I have been wanting to sit down with Dave for a while now, but I needed to spend more time with Vaccuum to understand where it would fit into my world of API governance. I did that, and then finally got to sit down with Dave Shanley of Princess Beef Heavy Industries, and creator of Vacuum, OpenAPI Doctor, and other important OpenAPI tooling. I finally got the full background of why he felt Spectral was falling short when it came to linting our API specifications, and it was much more than just about speed. I left our conversation with a head full of ideas and a bunch of notes on what is next for API governance and rules, and need to have Dave back talk about OpenAPI Doctor, libopenapi, and his other great work.

Conversation

Who are you?

Hey there, who are you? Hey Ken, I’m Dave, Dave Shanley. I also go by the name of Quobics and I’m the founder of Princess Beef Heavy Industries.I do a lot of stuff with OpenAPI and APIs in general.

What is Princess Heavy Beef Industries?

→ **Task prompt**: Reproduce the interview excerpt verbatim, everything from "I have been" down to "other great work.". The listing is separate material and has no connection to the interview excerpt.

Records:
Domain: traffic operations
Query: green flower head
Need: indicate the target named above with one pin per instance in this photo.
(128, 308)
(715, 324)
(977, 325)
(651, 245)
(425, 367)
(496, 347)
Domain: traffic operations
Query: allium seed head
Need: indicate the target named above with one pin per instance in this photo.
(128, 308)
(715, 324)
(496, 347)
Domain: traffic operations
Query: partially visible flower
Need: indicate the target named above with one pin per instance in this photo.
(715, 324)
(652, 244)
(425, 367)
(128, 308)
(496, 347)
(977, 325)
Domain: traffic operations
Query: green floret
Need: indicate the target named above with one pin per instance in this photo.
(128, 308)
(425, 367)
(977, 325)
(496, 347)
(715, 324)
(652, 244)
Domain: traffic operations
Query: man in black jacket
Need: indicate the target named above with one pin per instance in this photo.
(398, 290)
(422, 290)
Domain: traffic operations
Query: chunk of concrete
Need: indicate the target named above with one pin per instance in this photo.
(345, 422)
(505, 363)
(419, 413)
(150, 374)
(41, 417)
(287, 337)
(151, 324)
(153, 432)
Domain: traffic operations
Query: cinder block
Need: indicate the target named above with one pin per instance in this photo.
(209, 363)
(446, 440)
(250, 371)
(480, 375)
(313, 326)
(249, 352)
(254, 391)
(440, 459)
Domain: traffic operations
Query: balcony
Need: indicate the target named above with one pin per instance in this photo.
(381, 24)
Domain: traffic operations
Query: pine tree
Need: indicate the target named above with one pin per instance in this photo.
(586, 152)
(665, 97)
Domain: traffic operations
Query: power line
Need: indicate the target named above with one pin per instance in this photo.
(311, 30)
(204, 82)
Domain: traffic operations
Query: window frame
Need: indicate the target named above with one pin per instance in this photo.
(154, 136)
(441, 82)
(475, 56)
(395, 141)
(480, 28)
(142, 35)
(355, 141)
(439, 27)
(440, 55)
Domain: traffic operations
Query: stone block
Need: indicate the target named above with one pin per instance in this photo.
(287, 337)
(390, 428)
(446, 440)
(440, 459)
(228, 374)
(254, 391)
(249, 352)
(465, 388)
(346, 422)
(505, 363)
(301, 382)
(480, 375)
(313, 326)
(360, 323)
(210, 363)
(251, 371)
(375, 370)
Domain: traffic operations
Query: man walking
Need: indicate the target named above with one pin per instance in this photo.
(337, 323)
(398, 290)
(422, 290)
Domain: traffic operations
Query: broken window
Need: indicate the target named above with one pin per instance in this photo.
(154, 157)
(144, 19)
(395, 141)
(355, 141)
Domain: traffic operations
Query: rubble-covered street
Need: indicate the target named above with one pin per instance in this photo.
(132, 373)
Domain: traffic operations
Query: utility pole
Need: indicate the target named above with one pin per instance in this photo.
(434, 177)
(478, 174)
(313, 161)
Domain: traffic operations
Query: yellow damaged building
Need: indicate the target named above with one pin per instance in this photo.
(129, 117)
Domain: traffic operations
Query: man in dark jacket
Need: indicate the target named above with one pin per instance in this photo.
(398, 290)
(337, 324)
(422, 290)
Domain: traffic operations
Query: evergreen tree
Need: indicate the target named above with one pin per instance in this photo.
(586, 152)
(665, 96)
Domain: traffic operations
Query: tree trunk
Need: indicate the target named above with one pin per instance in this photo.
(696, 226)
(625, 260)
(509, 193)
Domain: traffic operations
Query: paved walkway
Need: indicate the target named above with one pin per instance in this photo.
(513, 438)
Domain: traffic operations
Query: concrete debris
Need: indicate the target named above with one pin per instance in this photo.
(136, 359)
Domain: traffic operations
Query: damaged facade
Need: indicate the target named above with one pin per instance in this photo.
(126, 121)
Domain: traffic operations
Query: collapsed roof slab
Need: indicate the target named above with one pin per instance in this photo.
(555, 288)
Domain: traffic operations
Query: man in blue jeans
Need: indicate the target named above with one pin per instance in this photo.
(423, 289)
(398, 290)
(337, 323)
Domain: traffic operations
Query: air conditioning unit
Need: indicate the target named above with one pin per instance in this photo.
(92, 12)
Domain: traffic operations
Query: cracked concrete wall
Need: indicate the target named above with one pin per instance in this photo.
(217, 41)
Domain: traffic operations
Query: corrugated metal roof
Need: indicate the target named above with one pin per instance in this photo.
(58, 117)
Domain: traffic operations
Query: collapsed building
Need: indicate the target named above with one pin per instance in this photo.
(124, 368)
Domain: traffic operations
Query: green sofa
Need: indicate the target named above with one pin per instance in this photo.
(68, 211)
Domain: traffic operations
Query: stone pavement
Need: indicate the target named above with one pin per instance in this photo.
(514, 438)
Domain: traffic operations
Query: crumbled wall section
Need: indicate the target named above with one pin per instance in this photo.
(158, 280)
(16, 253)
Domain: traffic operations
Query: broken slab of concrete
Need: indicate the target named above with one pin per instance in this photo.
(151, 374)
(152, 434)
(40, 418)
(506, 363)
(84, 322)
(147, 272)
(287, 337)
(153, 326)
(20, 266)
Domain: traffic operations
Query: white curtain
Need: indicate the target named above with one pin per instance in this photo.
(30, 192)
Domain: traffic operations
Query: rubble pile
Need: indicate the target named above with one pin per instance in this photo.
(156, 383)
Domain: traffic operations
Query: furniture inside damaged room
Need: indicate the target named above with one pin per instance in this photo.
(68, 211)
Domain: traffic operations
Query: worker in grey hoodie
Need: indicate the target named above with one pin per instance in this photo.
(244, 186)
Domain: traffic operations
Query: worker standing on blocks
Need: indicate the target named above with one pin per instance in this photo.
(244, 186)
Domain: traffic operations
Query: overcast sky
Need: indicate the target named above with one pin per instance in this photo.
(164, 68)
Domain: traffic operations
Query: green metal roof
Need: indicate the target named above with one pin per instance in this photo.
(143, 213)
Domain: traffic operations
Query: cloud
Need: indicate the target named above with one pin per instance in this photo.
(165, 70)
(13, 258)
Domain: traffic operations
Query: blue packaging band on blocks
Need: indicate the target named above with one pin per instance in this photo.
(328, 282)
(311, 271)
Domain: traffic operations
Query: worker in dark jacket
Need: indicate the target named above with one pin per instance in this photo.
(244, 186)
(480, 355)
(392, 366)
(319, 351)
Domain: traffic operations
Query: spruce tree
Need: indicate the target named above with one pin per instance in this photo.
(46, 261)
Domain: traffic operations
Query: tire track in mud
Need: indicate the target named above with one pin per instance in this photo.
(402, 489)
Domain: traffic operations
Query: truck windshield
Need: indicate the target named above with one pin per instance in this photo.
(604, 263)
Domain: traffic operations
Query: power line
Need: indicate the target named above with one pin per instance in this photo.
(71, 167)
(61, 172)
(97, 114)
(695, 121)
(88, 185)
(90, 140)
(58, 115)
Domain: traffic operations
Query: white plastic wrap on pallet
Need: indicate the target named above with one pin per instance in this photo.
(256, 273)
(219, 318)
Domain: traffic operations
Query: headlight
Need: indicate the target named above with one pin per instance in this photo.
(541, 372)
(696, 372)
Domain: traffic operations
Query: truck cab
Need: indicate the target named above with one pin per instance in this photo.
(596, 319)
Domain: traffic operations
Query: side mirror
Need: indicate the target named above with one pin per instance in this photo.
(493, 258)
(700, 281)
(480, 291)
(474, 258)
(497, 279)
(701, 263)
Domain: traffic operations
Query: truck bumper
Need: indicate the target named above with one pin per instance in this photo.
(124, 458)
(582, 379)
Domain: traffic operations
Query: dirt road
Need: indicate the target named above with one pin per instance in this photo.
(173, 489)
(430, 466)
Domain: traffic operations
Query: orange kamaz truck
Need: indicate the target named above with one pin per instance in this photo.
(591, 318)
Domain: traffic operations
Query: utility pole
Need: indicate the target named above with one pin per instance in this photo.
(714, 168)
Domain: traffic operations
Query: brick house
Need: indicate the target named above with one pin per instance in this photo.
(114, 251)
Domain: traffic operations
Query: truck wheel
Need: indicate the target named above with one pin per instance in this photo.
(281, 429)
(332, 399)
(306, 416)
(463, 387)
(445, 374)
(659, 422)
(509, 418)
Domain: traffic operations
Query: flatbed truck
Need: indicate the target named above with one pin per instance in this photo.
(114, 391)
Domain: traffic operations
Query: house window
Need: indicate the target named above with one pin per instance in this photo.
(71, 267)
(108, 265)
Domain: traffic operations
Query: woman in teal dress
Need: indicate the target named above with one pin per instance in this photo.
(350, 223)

→ **Complete response**:
I have been wanting to sit down with Dave for a while now, but I needed to spend more time with Vaccuum to understand where it would fit into my world of API governance. I did that, and then finally got to sit down with Dave Shanley of Princess Beef Heavy Industries, and creator of Vacuum, OpenAPI Doctor, and other important OpenAPI tooling. I finally got the full background of why he felt Spectral was falling short when it came to linting our API specifications, and it was much more than just about speed. I left our conversation with a head full of ideas and a bunch of notes on what is next for API governance and rules, and need to have Dave back talk about OpenAPI Doctor, libopenapi, and his other great work.